Problem details:
Extract every line of the listing below that contains the string "water" and reproduce each one verbatim, in its original order.

* * * * * * *

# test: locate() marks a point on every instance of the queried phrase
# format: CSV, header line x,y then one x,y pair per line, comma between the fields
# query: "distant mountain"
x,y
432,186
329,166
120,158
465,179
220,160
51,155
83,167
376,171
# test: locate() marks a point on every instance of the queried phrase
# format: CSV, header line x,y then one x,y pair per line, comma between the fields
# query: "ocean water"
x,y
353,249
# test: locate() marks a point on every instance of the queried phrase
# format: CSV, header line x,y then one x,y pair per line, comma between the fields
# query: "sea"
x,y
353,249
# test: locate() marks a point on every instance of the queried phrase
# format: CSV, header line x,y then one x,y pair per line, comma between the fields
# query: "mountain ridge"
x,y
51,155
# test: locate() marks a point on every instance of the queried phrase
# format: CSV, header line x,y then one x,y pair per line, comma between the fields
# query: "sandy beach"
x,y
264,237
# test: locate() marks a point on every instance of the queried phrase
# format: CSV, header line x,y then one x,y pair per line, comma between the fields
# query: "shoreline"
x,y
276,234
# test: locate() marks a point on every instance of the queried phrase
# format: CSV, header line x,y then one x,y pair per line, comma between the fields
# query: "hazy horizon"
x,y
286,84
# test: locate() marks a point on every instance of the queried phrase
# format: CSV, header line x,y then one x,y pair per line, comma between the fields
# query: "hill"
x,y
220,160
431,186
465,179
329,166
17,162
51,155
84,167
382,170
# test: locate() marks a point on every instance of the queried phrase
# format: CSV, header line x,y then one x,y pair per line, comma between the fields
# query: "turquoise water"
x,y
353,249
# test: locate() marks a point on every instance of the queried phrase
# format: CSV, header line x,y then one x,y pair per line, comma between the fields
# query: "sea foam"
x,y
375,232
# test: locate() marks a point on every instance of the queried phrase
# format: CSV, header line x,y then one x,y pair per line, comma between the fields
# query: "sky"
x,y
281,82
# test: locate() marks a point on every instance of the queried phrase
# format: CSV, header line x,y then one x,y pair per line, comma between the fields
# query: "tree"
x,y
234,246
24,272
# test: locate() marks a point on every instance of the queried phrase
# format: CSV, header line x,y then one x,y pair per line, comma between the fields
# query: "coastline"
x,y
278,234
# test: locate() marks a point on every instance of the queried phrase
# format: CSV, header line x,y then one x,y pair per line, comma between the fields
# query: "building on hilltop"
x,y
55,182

* * * * * * *

Exercise answer:
# query: "ocean water"
# query: "turquoise water"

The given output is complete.